[Aim]
Please render every line of the data below as a numbered list, skipping any blank lines and omitting the pictures.

** Begin Extracted data **

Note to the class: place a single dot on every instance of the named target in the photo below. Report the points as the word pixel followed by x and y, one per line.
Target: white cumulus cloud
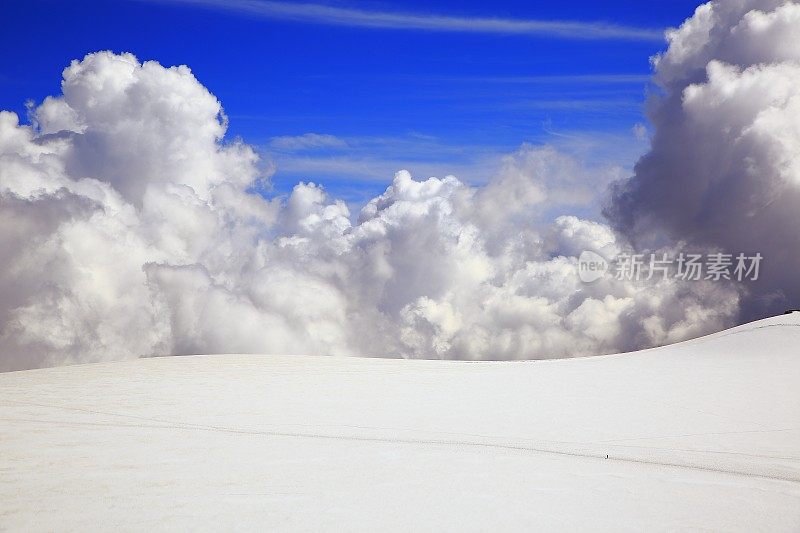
pixel 128 228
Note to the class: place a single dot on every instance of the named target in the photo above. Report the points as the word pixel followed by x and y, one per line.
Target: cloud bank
pixel 129 227
pixel 723 171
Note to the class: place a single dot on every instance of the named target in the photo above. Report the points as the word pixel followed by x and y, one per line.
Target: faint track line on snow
pixel 781 476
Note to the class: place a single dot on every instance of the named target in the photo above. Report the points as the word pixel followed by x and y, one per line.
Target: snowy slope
pixel 703 434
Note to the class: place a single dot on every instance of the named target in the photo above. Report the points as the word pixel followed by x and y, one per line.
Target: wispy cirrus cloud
pixel 306 141
pixel 344 16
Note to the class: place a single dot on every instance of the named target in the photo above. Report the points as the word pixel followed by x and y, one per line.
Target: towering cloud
pixel 128 227
pixel 724 168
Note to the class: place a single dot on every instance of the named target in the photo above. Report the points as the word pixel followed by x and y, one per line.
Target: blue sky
pixel 346 93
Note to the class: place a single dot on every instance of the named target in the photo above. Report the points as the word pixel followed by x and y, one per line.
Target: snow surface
pixel 700 435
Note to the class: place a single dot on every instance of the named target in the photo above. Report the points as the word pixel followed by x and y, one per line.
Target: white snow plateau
pixel 700 435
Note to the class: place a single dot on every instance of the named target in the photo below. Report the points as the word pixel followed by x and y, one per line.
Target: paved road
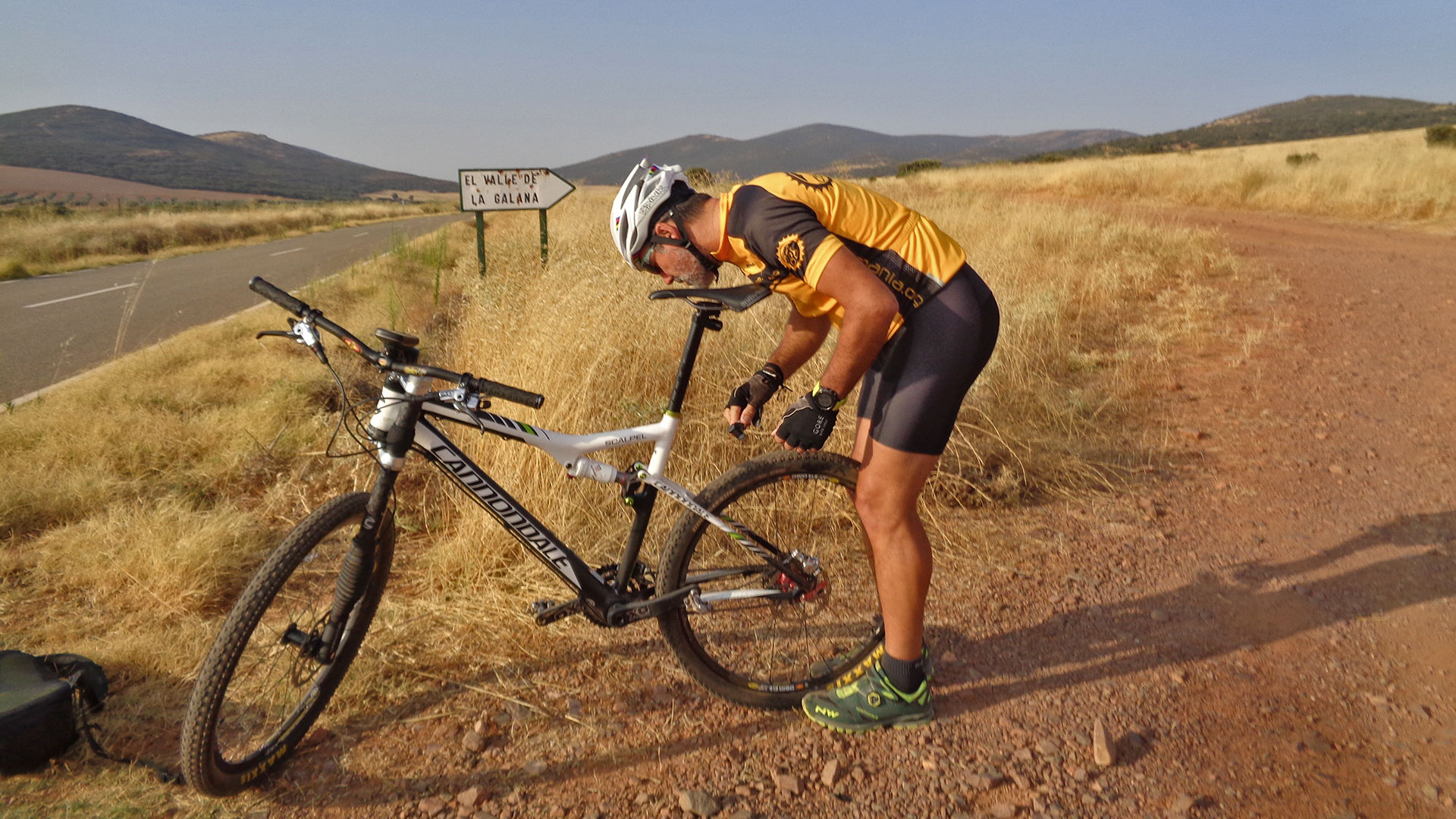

** End Extracted data **

[Written answer]
1. Note to the class: place a single dot on every instance of the named target in the photo below. Report the points as the word pixel followed by x and y, one per line.
2. Target: white cumulus cloud
3. pixel 128 228
4. Note to the class: place a single dot on every instance of the named target in the photo above. Report the points as the word pixel followed by x and y, one per line.
5. Target: cloud bank
6. pixel 129 227
7. pixel 723 171
8. Note to the class: place a single dot on every instance of the named target in the photo above. Report the points as the word pixel followed by x and y, one per line.
9. Target: faint track line on snow
10. pixel 781 476
11. Note to the class: place a single dot on every instance of the named target in the photo above. Report the points as the word pixel followed by x and y, one per line.
12. Target: snowy slope
13. pixel 703 434
14. Note to the class: place a single dot on every instance of the named target in the photo above. Report the points as the word pixel followed by x and y, one per line.
15. Target: wispy cirrus cloud
16. pixel 306 141
17. pixel 344 16
18. Note to the class: place a single dot on every instance of the named target in the photo above. Report the points as the word pixel followed by x and y, one per line.
19. Target: towering cloud
20. pixel 128 227
21. pixel 724 168
22. Note to the class: place a single dot on every instance of the named target in the photo above. Report the points as the word pixel followed by x and y, one per line.
23. Target: blue sky
24. pixel 346 93
25. Note to the class: place a single dot on every instance of the named target in the photo above. Report the points as the word pixel followed by x and y, one per line.
26. Target: snow surface
27. pixel 700 435
28. Note to the class: place a single dot on every instance of the named target in the photo above. Report the points as the word pixel followed by x and y, one per line.
29. Target: white snow plateau
30. pixel 700 435
31. Note to the class: place a single dot on every instance of the named target in the photo below. Report the points as the word pixel followed by x and y, one per line.
32. Target: paved road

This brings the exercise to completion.